= EXCERPT TO READ =
################

The second Angara A5 test flight, like the first mission in 2014, targeted a near-geostationary orbit close to the operating perches used by military and commercial communications satellites.

The Angara rocket family is designed to fly in several different configurations, depending on the mass of its payload and the targeted orbit.

The Angara A5 can place up to 24.5 metric tons — about 54,000 pounds — into a 120-mile-high (200-kilometer) orbit. On missions with communications satellites heading for geostationary transfer orbit, an Angara A5 rocket can lift up to 5.4 metric tons, or about 11,900 pounds, according to Khrunichev State Research and Production Space Center, the Angara’s prime contractor.

The Russian government gave the green light for development of the Angara rocket in 1992. After Khrunichev won the contract to design and build Angara, the Russian government stated the rocket should begin operations by 2005.

But funding difficulties repeatedly delayed the Angara program. Finally, in 2014, Russia performed the first two Angara test flights.

A single-core prototype of the light-class Angara 1.2 rocket — designed to loft smaller satellites — flew on a suborbital test flight in July 2014. The Angara A5 rocket debuted in December 2014, also successfully.

At that time, Russian officials said multiple Angara test flights were scheduled before the rocket was to become operational in 2020.

Russia did not meet that schedule. Since 2014, officials have opened a new Angara production facility in Omsk, Russia.

Engineers tested an engineering model of an Angara booster unit produced at the Omsk plant to verify the new factory is ready to begin full-scale production.

The Angara burns cleaner fuel than the Proton rocket it will replace, which consumes toxic hydrazine and nitrogen tetroxide propellants.

Responding to a question Twitter, Rogozin wrote that two Angara launches are planned in 2021. Those flights are believed to be the launch of a small South Korean Earth observation satellite on an Angara 1.2 rocket, and the third launch of the heavy-lift Angara A5 rocket, both from Plesetsk.

################

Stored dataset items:

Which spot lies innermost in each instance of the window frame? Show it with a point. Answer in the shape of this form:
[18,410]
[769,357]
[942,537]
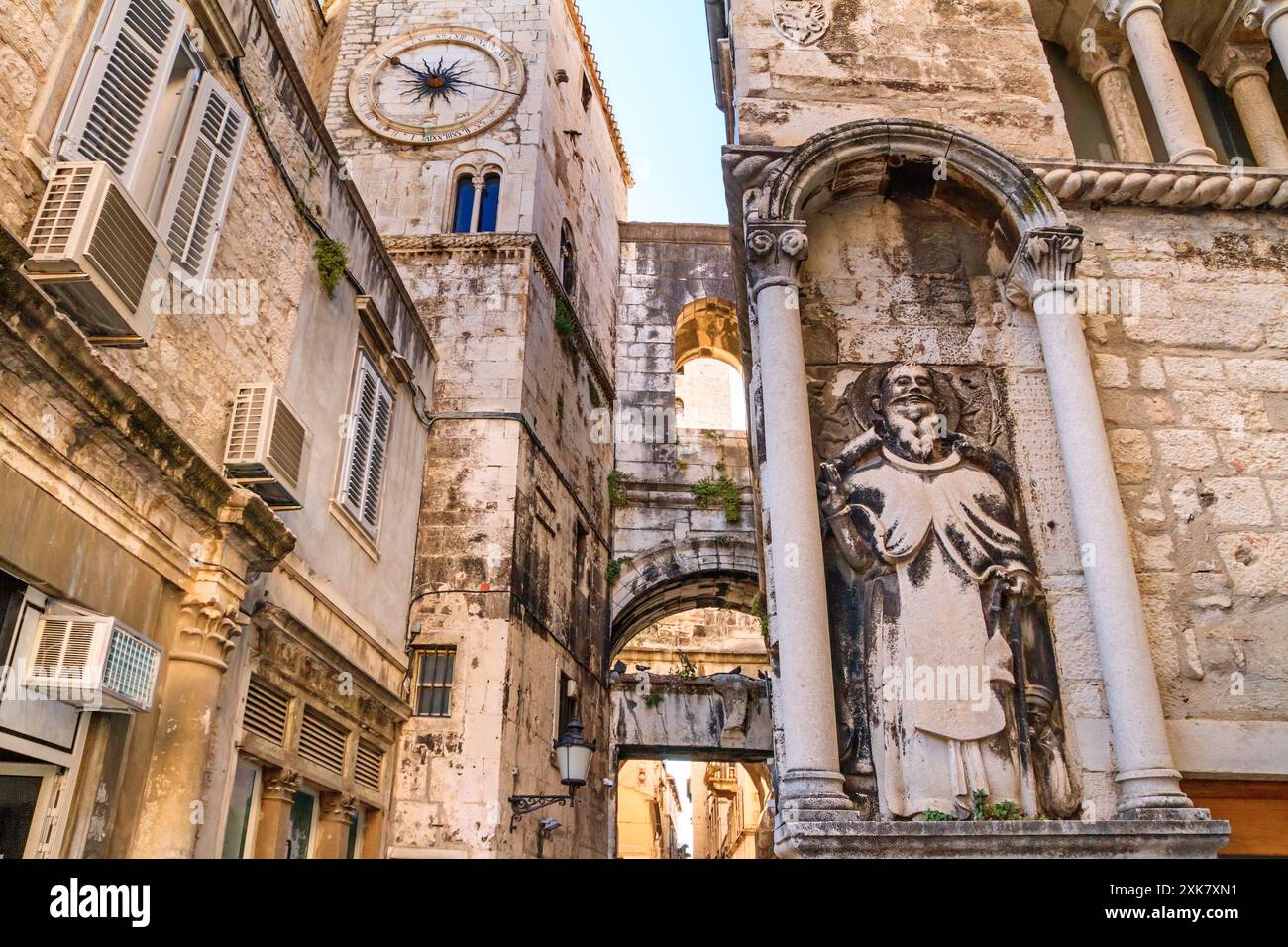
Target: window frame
[252,827]
[365,364]
[447,685]
[159,151]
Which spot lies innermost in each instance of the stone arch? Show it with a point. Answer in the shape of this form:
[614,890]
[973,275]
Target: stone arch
[708,329]
[675,578]
[954,167]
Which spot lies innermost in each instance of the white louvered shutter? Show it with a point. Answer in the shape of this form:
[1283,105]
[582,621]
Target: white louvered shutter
[123,86]
[202,179]
[369,445]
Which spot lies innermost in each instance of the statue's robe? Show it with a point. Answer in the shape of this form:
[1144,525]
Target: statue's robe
[945,528]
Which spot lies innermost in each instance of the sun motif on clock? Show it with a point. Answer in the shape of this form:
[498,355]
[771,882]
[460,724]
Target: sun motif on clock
[438,84]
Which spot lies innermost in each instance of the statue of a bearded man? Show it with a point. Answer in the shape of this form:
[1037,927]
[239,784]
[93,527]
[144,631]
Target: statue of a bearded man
[960,668]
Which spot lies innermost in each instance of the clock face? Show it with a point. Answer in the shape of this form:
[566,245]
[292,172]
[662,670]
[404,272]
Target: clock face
[439,84]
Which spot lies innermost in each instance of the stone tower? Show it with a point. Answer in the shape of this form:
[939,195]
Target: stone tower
[482,140]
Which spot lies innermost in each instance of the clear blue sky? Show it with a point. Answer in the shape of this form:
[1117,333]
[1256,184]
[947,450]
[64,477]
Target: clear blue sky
[657,67]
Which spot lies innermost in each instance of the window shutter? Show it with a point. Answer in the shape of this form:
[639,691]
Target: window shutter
[202,178]
[361,419]
[378,451]
[129,68]
[369,445]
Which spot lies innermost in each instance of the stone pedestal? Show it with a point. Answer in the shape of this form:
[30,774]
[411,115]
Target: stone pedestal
[840,834]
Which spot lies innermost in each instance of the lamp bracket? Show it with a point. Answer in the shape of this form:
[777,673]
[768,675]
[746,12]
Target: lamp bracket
[524,805]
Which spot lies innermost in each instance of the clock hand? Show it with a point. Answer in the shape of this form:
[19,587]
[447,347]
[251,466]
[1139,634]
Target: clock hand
[490,88]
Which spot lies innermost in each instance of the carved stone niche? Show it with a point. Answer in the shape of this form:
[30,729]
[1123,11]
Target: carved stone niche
[943,659]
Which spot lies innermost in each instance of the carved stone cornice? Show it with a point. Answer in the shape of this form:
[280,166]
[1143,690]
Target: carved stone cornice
[338,806]
[207,631]
[1046,261]
[279,785]
[1235,60]
[776,250]
[1120,11]
[1163,185]
[803,21]
[1109,55]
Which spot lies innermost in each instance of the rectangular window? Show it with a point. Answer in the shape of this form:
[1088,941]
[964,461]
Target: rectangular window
[304,813]
[434,674]
[243,809]
[147,107]
[567,702]
[370,425]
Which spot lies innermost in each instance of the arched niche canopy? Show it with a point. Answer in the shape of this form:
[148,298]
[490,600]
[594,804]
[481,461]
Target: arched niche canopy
[915,158]
[707,329]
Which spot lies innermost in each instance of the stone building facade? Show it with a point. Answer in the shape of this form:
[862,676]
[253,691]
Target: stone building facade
[894,165]
[398,230]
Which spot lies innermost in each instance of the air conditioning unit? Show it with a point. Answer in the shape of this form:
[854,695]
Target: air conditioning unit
[97,254]
[93,661]
[267,446]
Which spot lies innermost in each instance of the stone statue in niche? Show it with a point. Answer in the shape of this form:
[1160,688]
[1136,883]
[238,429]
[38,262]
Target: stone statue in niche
[803,21]
[957,701]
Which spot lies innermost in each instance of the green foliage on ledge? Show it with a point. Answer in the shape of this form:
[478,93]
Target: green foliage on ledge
[617,489]
[331,257]
[721,492]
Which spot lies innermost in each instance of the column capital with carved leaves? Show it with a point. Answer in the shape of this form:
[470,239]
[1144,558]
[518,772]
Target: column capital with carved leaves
[776,250]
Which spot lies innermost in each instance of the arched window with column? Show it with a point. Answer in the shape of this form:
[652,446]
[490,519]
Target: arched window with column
[476,201]
[567,260]
[1083,115]
[1218,115]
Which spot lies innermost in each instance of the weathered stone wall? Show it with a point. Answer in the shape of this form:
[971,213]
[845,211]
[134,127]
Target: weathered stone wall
[713,639]
[505,496]
[892,279]
[1194,388]
[977,65]
[662,530]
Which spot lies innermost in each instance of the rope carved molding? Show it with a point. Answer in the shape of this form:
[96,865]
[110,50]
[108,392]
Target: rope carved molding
[1164,185]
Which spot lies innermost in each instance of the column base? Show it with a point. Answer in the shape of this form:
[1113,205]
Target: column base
[1183,158]
[840,834]
[812,789]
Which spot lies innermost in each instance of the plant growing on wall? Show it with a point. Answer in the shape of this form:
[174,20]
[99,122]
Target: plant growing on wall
[982,810]
[721,492]
[617,489]
[614,569]
[331,257]
[761,612]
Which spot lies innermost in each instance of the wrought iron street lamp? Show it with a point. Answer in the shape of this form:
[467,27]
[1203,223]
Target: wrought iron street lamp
[574,753]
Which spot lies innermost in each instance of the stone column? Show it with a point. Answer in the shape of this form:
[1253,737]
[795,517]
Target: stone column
[1042,274]
[1271,16]
[334,822]
[174,796]
[810,776]
[275,796]
[1142,22]
[477,213]
[1107,69]
[1240,69]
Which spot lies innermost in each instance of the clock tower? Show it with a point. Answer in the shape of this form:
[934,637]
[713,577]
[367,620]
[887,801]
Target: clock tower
[483,144]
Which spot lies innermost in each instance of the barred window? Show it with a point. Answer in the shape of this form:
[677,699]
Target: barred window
[434,672]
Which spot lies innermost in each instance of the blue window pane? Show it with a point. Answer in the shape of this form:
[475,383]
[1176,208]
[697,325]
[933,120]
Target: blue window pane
[464,206]
[490,204]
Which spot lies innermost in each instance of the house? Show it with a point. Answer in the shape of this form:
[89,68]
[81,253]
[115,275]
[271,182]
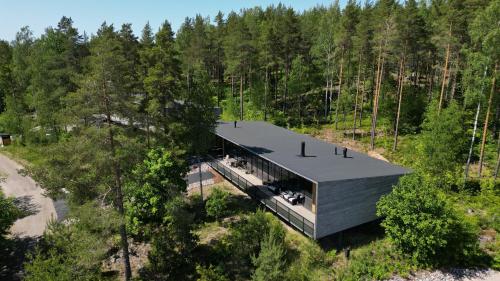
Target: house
[318,187]
[4,139]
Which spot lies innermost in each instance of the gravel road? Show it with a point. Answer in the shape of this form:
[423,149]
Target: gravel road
[455,274]
[28,196]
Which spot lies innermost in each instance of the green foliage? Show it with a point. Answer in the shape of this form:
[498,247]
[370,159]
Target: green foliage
[9,213]
[421,222]
[75,250]
[155,182]
[210,273]
[173,244]
[377,261]
[217,203]
[245,237]
[441,145]
[270,263]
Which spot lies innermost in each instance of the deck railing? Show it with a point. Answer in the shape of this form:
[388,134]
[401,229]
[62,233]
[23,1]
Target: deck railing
[293,218]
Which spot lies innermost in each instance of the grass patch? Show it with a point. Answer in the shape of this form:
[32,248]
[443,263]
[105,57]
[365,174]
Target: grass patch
[25,155]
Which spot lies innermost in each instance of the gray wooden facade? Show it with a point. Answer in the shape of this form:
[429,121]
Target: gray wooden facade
[346,187]
[348,203]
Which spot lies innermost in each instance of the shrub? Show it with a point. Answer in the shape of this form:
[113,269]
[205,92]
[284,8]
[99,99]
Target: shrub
[270,262]
[217,203]
[211,273]
[75,250]
[421,223]
[9,213]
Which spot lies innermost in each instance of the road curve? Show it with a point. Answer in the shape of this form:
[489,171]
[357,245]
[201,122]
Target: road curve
[30,196]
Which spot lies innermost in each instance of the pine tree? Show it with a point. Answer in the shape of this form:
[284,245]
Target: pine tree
[163,83]
[54,63]
[103,94]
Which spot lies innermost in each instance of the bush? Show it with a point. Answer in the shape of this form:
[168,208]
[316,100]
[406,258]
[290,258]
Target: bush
[270,262]
[75,250]
[9,213]
[421,223]
[217,203]
[211,273]
[173,244]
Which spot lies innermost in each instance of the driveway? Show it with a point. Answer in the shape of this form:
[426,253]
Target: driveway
[29,196]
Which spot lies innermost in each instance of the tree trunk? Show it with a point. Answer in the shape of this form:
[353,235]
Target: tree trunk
[361,106]
[467,165]
[232,85]
[326,98]
[266,89]
[241,96]
[118,190]
[445,73]
[487,119]
[400,93]
[201,178]
[454,83]
[497,166]
[285,92]
[356,99]
[340,90]
[380,67]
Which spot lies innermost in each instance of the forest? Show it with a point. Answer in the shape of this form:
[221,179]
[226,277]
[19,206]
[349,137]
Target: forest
[111,121]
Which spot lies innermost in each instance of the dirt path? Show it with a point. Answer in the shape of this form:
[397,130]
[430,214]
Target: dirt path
[28,196]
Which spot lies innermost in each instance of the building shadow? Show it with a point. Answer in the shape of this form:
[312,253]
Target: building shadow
[26,205]
[353,238]
[258,149]
[13,255]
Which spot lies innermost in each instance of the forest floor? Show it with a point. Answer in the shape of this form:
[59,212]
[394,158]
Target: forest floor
[38,209]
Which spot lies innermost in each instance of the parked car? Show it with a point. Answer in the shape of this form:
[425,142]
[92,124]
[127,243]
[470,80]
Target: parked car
[273,189]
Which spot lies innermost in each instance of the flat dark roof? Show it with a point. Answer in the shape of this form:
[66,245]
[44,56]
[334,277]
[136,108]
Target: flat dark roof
[282,147]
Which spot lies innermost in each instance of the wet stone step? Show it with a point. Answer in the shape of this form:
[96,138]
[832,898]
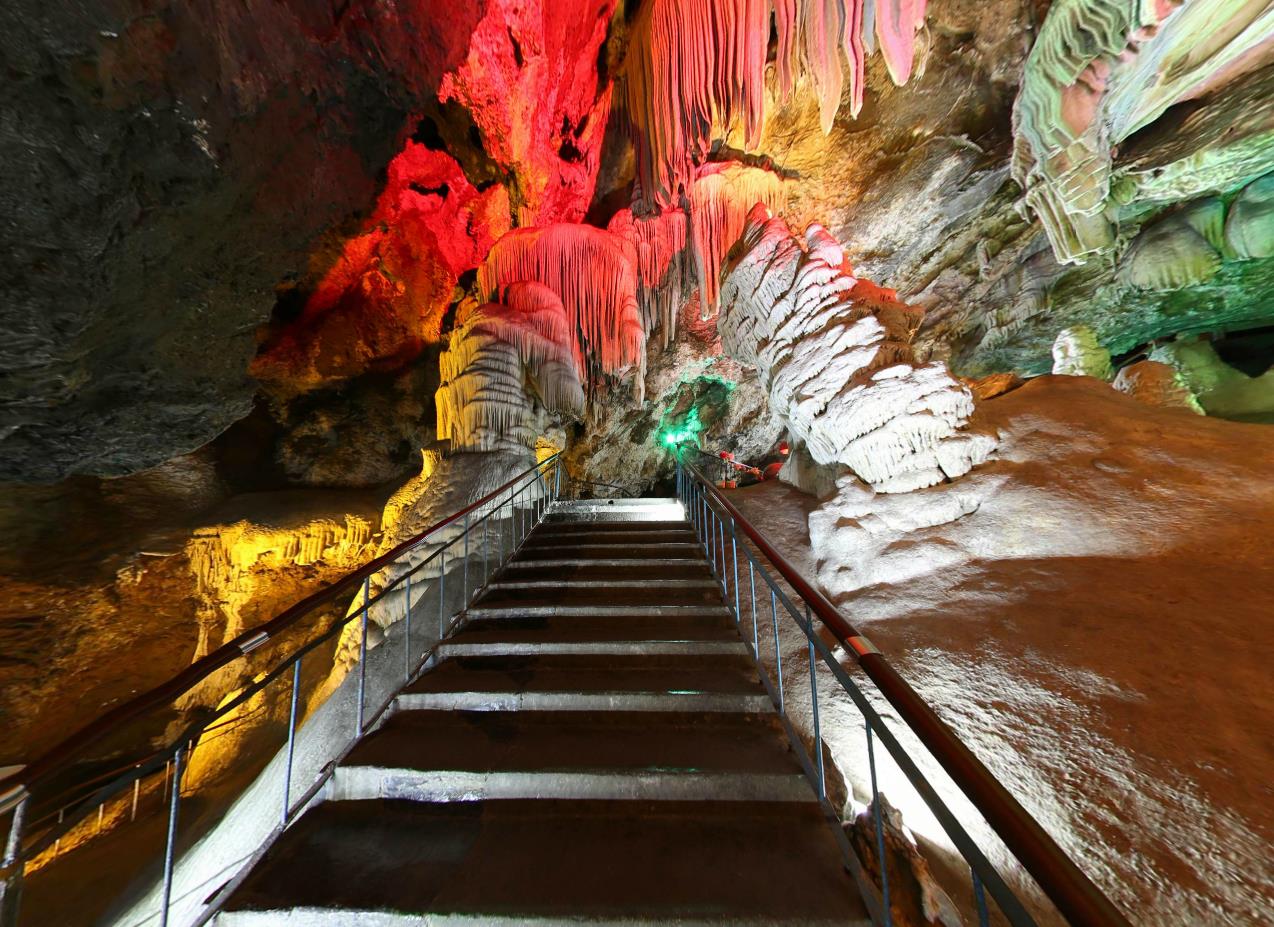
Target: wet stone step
[553,861]
[591,674]
[747,743]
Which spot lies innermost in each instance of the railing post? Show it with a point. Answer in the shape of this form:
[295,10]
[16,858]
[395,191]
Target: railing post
[879,827]
[292,740]
[813,699]
[407,628]
[362,657]
[10,889]
[171,846]
[442,592]
[752,585]
[465,596]
[734,549]
[779,656]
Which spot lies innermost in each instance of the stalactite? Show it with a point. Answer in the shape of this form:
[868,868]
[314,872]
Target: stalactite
[664,265]
[697,66]
[896,24]
[1061,154]
[721,196]
[835,357]
[594,273]
[821,28]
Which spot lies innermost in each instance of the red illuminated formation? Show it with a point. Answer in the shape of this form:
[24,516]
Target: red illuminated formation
[663,265]
[530,83]
[720,200]
[496,353]
[897,22]
[595,275]
[385,296]
[697,66]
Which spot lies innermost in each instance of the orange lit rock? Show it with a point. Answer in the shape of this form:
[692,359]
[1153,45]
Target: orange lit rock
[384,298]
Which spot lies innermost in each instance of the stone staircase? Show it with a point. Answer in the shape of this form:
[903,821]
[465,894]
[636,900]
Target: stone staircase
[593,746]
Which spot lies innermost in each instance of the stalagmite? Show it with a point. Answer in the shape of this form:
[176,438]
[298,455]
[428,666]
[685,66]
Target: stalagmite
[594,273]
[720,200]
[835,358]
[1077,352]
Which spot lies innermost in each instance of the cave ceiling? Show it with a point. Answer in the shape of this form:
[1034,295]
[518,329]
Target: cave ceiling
[264,220]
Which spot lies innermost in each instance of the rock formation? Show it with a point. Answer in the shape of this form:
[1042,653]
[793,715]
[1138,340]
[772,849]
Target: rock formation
[835,358]
[507,366]
[594,273]
[1157,383]
[1078,353]
[700,65]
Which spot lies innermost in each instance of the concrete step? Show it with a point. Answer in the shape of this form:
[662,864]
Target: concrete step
[654,566]
[590,683]
[501,611]
[618,648]
[615,509]
[515,594]
[435,755]
[612,531]
[570,700]
[610,567]
[631,550]
[613,585]
[603,628]
[517,862]
[591,674]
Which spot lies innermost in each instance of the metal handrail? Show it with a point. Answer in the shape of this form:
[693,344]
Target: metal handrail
[1075,897]
[245,643]
[18,799]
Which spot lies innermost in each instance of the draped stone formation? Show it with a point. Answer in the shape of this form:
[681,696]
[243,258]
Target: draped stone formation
[698,65]
[721,196]
[1098,71]
[507,364]
[835,358]
[664,273]
[594,273]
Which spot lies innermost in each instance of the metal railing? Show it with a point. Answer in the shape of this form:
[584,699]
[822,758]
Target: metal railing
[725,534]
[47,800]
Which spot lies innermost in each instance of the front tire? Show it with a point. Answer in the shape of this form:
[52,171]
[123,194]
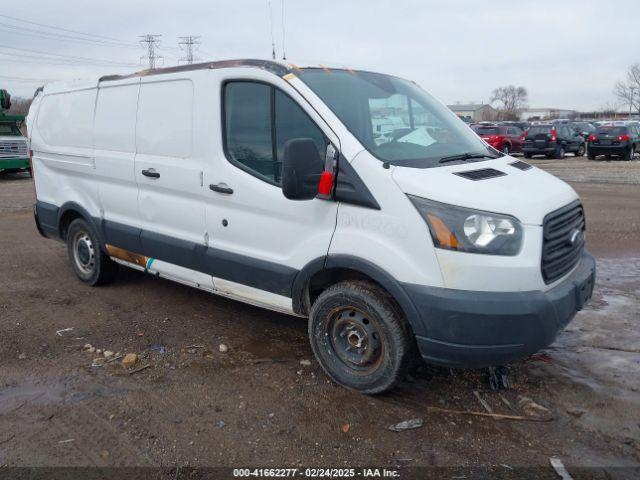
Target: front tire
[360,337]
[90,264]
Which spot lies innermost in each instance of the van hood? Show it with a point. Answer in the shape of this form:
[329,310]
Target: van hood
[528,195]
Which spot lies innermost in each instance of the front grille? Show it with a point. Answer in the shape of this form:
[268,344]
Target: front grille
[563,241]
[481,174]
[13,149]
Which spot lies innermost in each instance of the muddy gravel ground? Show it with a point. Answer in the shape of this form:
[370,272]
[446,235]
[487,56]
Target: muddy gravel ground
[258,405]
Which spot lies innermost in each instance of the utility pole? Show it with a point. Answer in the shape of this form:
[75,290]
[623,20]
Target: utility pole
[189,45]
[151,43]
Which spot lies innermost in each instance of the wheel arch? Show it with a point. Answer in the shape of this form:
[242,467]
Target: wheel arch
[68,213]
[323,272]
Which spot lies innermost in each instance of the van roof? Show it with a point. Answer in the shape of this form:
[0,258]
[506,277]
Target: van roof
[279,68]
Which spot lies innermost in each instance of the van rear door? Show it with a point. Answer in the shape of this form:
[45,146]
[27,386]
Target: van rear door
[261,239]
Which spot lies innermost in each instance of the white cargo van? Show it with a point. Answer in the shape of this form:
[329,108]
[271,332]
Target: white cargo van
[266,182]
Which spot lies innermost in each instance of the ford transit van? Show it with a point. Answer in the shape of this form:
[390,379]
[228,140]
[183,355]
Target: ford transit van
[269,183]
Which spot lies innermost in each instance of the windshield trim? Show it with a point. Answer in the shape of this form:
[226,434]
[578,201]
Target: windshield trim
[416,162]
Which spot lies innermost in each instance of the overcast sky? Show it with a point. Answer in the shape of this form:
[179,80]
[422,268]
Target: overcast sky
[567,53]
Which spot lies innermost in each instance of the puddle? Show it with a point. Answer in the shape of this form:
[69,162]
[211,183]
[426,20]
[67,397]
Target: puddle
[272,350]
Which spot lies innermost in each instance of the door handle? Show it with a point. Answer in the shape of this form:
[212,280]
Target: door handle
[221,188]
[151,173]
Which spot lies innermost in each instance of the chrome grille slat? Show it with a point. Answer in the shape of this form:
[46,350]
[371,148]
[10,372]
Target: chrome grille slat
[559,254]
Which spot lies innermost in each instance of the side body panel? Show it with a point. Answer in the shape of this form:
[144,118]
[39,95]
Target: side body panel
[61,139]
[266,238]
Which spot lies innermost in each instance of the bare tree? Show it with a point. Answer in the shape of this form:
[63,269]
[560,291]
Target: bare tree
[510,100]
[628,90]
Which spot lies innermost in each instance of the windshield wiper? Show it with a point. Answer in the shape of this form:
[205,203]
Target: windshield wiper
[464,156]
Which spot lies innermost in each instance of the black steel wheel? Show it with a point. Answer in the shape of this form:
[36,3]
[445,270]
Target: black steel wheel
[90,263]
[360,337]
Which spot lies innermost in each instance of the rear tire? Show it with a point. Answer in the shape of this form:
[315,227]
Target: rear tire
[90,263]
[360,337]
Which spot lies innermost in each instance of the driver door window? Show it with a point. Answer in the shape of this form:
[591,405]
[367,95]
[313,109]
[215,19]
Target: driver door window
[259,119]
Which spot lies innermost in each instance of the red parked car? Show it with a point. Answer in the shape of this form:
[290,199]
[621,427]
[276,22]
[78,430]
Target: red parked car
[506,138]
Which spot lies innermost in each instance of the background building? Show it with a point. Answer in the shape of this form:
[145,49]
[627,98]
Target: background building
[475,112]
[546,113]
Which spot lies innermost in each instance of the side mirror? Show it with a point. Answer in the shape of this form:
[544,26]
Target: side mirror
[301,169]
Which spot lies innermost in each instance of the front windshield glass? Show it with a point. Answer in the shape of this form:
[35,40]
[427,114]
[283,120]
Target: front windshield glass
[394,119]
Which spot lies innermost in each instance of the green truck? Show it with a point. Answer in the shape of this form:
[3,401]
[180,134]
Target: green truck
[14,153]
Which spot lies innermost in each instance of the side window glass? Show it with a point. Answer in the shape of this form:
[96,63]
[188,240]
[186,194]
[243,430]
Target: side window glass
[292,122]
[247,110]
[259,121]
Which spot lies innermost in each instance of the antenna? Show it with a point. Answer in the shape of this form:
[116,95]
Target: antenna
[151,43]
[284,55]
[273,42]
[189,44]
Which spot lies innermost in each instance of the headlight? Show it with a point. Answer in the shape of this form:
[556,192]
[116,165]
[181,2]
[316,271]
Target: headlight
[467,230]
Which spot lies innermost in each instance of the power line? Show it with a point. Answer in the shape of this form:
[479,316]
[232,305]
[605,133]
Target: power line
[189,45]
[24,79]
[69,57]
[57,36]
[42,60]
[53,27]
[151,43]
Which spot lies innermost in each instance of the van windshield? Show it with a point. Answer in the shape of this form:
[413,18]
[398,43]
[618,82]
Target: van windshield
[394,119]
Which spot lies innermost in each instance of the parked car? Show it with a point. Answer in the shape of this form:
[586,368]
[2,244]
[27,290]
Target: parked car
[501,137]
[522,125]
[552,140]
[610,140]
[583,128]
[262,182]
[13,146]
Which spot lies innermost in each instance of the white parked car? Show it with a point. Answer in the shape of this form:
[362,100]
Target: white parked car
[263,182]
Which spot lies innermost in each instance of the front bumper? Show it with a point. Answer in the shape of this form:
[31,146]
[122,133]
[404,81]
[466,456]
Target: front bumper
[470,329]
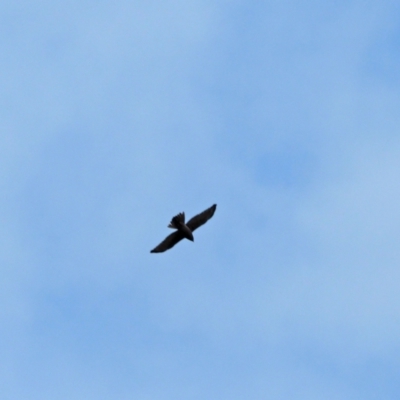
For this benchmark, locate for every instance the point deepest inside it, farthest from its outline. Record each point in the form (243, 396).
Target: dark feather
(170, 241)
(201, 219)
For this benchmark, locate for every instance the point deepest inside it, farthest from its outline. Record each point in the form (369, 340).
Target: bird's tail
(177, 221)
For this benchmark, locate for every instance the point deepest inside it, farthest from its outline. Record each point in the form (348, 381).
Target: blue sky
(115, 116)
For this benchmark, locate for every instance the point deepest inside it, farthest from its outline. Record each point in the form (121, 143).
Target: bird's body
(184, 230)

################

= WORK REQUEST =
Answer these questions using the excerpt on the Angara rocket.
1. In what year did the Russian government approve development of the Angara rocket?
2. In what city was the new Angara production facility opened?
3. What propellants does the Proton rocket consume?

= COMPLETED TASK =
1. 1992
2. Omsk, Russia
3. Toxic hydrazine and nitrogen tetroxide